→ ESTRATTO DEL DOCUMENTO:
Seguendo le precise indicazioni di Giovanni da Nono, i lavori di rivestimento, innalzamento e copertura dovettero seguitare praticamente senza interruzione fino al 1309. Il progetto prevedeva di lasciare intatta la preesistente struttura muraria perimetrale; fu, infatti, abbattuta solo la vecchia merlatura, e, a partire dalla sottostante cornice, cominciò l'innalzamento delle mura, che furono costruite con un graduale aumento di spessore e di curvatura verso l'interno. A metà circa della sopraelevazione fu innestata una mensola, funzionale, all'interno, per l'impostazione dei centosedici costoloni in legno curvato, che avrebbero costituito la famosa copertura a "carena di nave rovesciata"; le spinte laterali vennero eliminate con dodici tiranti di ferro dorato. Esternamente G. concepì una seconda calotta, distanziata da quella interna di circa 60 cm, sulla quale furono aperti degli abbaini per illuminare l'interno della sala, che vide raddoppiati i costoloni, in modo da poter reggere la rivestitura in lastre di piombo.

Così realizzata, l'intera nuova copertura del palazzo era autoportante, tanto che i muri interni del salone, abbattuti definitivamente dopo l'incendio del 1410, furono ridotti a bassi tramezzi, lasciati solo per dividere i singoli spazi dove si svolgevano i diversi uffici del Comune. Il vecchio nucleo del palazzo venne poi ulteriormente dilatato con la costruzione delle logge che affacciavano sulla piazza delle Erbe e su quella della Frutta. Il risultato finale dell'opera di G. fu un vero e proprio unicumnell'architettura civile italiana degli inizi del XIV secolo. La volumetria straordinariamente espansa del salone, molto probabilmente già pensata per l'interno in relazione alla decorazione pittorica affidata in parte a Giotto, e il particolare rapporto interno-esterno dei loggiati segnarono un passaggio importante rispetto a soluzioni di tipo già rinascimentale. Il valore dell'intervento di G. fu subito ampiamente riconosciuto dai suoi concittadini, stando a quanto le cronache padovane raccontano, e la singolarità del progetto fece ipotizzare già a Ongarello (Fabris, 1936-37) che il frate, avendo a lungo viaggiato anche in paesi molto lontani, avesse preso spunto da costruzioni viste in India e fissate in un suo taccuino. Su questa ipotesi anche la più recente storiografia si è divisa tra coloro che non trovano inaccettabile l'idea di un viaggio in Oriente di G., non bastando né l'architettura crociata, né quella veneziana per spiegare la singolarità dell'edificio padovano (Bettini), e gli studiosi che ritengono tale ipotesi una pura suggestione, trovando, invece, convincenti i raffronti tra il salone e le architetture sacre e profane della Francia atlantica (Dellwing).

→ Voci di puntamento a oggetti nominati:

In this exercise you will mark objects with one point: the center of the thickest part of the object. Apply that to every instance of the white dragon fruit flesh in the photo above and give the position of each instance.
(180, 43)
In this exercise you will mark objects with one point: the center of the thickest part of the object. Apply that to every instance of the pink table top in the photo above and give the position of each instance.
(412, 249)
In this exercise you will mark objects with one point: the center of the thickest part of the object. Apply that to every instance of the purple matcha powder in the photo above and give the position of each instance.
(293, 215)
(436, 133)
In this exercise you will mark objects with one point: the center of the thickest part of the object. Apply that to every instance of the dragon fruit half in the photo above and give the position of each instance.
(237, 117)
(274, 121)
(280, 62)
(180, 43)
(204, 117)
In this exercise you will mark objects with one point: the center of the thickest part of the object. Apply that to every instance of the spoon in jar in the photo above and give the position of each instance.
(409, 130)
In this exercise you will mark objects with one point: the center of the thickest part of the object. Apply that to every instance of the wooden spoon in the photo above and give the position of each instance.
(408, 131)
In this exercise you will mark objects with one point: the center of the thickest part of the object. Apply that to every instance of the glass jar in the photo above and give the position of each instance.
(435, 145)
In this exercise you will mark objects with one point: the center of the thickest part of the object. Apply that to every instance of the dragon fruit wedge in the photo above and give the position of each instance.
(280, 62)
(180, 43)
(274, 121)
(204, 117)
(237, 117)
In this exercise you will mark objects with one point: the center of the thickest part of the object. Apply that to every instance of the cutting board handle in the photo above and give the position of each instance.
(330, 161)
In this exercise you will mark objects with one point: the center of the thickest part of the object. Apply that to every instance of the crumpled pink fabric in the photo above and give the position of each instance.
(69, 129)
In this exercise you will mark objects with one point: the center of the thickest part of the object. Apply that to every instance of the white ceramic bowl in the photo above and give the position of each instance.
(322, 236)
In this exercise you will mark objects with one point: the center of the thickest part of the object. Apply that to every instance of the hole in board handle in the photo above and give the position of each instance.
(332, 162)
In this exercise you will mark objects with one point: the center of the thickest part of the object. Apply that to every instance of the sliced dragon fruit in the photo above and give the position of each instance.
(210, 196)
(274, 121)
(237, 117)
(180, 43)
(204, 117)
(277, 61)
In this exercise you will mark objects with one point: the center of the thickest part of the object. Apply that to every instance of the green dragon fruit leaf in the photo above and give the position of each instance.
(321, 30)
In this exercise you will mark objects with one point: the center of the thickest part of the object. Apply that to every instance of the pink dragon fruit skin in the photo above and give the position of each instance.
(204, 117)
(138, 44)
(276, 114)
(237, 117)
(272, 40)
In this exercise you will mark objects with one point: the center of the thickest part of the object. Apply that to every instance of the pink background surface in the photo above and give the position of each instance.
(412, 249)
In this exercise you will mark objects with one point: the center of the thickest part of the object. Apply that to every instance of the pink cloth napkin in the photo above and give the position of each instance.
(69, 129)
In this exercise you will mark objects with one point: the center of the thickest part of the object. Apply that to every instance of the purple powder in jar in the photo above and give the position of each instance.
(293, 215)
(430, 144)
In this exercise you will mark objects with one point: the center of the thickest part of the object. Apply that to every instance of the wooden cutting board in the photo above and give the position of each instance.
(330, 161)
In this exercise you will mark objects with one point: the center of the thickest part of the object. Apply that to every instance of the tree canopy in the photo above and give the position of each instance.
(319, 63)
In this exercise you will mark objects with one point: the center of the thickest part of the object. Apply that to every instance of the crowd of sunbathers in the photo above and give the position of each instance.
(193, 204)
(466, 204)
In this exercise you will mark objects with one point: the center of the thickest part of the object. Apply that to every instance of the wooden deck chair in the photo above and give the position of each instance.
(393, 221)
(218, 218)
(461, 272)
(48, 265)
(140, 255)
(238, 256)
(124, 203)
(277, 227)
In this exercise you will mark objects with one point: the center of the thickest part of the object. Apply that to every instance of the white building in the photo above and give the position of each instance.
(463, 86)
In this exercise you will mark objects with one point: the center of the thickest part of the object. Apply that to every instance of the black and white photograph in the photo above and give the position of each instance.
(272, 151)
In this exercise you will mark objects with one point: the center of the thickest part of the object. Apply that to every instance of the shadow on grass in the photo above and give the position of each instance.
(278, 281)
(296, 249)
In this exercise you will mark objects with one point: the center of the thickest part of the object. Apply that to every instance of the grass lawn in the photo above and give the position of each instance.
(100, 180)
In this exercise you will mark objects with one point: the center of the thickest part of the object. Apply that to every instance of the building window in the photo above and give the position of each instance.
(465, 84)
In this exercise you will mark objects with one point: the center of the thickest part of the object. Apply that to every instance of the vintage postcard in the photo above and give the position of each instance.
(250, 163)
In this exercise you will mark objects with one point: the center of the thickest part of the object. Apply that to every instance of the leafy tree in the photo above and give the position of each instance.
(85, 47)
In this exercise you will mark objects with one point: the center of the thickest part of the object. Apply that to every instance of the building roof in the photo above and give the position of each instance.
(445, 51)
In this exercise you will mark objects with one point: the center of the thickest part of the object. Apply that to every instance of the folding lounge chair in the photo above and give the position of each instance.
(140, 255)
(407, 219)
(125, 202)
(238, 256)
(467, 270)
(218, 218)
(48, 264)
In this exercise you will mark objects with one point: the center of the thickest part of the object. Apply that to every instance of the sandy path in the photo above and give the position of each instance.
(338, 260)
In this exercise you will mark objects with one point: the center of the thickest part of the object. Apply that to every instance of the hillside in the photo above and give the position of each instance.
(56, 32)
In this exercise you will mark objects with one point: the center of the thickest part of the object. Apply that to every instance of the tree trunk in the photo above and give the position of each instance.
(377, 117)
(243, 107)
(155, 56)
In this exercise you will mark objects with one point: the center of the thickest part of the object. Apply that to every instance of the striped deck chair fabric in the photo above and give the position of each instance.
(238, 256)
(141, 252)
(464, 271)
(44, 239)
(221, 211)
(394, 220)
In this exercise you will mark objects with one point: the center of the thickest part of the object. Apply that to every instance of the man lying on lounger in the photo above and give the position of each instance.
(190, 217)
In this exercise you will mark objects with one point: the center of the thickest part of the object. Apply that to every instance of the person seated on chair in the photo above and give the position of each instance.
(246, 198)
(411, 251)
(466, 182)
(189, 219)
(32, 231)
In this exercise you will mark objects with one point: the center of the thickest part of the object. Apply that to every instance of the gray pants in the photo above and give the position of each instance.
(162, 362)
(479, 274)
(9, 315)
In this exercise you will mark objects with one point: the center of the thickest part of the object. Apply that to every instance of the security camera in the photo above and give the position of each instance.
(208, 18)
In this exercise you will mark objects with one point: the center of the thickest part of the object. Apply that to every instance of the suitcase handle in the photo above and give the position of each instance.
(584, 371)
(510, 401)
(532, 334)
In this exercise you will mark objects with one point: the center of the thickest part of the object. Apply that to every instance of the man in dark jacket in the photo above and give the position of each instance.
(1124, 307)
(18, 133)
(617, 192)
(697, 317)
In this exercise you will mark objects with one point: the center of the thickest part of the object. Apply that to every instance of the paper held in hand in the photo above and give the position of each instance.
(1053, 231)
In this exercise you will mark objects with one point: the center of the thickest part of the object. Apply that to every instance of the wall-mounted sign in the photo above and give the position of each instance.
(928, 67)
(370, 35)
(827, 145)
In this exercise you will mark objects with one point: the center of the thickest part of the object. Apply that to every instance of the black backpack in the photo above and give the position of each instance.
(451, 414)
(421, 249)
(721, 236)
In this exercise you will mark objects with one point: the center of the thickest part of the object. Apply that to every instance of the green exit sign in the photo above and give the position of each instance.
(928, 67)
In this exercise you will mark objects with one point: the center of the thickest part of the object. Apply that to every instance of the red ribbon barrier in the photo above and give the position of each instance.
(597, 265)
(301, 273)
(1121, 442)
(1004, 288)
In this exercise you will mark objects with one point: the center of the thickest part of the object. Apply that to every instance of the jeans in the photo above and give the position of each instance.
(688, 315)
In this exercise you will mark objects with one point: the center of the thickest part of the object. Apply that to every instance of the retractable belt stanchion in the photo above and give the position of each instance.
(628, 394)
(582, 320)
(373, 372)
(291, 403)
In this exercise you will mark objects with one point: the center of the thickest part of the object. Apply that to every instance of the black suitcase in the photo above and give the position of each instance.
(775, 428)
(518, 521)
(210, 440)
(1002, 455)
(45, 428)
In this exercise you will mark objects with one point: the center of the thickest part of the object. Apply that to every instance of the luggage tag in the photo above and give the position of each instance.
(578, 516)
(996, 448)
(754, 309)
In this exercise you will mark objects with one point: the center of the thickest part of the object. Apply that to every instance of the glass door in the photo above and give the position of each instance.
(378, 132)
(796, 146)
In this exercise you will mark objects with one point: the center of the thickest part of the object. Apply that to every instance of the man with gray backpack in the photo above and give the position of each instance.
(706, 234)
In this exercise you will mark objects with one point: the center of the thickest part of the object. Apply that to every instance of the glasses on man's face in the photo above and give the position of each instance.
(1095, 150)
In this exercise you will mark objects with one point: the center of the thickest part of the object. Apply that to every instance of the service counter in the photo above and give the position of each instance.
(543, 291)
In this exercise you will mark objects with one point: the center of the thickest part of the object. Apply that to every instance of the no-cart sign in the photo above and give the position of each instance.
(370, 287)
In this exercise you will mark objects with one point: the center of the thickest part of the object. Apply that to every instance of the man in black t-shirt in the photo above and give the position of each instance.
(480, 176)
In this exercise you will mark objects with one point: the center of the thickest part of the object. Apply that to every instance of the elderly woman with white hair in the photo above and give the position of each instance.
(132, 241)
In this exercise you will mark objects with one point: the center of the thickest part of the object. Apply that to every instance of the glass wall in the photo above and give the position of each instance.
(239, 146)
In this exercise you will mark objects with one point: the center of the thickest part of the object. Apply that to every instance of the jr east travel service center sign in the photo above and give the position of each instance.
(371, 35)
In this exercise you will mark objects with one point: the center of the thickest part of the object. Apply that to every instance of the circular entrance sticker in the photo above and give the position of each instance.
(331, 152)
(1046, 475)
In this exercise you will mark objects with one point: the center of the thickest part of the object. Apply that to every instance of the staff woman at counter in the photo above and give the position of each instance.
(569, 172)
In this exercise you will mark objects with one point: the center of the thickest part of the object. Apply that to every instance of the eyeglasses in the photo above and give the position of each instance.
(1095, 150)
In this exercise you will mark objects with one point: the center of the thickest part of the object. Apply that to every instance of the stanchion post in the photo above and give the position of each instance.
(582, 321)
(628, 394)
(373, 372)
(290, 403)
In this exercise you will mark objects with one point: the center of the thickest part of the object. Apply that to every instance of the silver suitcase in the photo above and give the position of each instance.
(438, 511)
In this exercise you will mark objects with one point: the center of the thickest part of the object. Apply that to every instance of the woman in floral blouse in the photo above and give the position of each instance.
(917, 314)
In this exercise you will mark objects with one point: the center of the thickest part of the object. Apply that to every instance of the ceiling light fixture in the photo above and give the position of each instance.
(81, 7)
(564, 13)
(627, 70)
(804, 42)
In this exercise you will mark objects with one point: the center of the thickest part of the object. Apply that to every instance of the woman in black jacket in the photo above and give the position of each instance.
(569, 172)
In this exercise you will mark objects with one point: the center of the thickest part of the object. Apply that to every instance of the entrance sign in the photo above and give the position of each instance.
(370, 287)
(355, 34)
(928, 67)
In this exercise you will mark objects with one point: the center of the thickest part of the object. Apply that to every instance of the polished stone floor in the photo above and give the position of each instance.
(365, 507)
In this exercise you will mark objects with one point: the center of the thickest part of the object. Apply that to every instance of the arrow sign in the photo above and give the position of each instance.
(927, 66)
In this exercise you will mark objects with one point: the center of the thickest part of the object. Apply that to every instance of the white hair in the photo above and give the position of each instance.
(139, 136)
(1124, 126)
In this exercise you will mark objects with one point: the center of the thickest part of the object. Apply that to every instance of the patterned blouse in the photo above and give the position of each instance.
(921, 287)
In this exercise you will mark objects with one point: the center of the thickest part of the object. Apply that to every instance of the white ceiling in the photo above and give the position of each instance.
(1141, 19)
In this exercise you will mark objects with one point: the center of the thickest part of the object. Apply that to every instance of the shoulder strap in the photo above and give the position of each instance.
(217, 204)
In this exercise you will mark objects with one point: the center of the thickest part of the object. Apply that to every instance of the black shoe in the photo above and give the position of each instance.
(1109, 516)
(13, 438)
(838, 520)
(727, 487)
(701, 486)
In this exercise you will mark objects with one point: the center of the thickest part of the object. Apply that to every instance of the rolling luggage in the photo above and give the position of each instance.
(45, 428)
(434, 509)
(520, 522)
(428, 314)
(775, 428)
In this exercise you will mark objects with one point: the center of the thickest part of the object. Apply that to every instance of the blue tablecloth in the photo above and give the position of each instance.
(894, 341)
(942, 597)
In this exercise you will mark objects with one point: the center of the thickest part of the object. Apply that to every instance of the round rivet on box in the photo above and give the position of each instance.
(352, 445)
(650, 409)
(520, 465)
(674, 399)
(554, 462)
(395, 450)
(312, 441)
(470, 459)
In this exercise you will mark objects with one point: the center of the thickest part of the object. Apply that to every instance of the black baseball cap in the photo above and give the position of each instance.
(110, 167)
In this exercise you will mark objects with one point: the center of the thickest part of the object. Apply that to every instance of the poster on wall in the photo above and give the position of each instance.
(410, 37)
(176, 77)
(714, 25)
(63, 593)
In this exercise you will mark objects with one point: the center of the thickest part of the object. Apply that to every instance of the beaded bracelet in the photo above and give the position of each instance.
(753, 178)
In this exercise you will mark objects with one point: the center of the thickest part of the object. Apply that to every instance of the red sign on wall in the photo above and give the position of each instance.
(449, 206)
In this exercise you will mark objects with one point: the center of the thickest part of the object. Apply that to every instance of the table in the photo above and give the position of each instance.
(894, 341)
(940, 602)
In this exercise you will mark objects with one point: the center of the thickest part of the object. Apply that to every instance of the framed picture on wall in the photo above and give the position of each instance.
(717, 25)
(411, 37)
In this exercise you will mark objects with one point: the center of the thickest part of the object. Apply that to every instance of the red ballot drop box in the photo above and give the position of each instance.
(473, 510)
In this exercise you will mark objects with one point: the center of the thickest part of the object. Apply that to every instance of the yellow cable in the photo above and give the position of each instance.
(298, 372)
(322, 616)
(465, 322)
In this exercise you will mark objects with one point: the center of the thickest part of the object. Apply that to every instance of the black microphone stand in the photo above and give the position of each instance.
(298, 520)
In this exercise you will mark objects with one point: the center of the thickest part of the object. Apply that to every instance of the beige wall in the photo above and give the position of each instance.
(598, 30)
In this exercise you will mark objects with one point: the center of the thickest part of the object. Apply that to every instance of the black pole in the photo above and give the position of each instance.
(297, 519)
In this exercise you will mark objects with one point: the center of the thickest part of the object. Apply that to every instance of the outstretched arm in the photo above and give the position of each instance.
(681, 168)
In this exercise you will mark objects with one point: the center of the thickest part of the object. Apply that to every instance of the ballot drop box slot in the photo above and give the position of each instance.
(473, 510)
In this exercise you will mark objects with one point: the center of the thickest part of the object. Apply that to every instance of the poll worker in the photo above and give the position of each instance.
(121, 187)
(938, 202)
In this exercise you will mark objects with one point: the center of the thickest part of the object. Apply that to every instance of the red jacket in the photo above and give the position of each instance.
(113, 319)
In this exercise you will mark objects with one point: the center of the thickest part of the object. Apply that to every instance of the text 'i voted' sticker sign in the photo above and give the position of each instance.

→ DA SVOLGERE:
(a) Nell'estratto sulla copertura del palazzo, quanti tiranti di ferro dorato eliminarono le spinte laterali?
(b) Traduci in inglese questa frase dell'estratto sulla copertura del palazzo: "Il vecchio nucleo del palazzo venne poi ulteriormente dilatato con la costruzione delle logge che affacciavano sulla piazza delle Erbe e su quella della Frutta."

→ RISPOSTE:
(a) Dodici tiranti di ferro dorato.

(b) The old core of the palace was then further enlarged with the construction of the loggias that faced onto the Piazza delle Erbe and the Piazza della Frutta.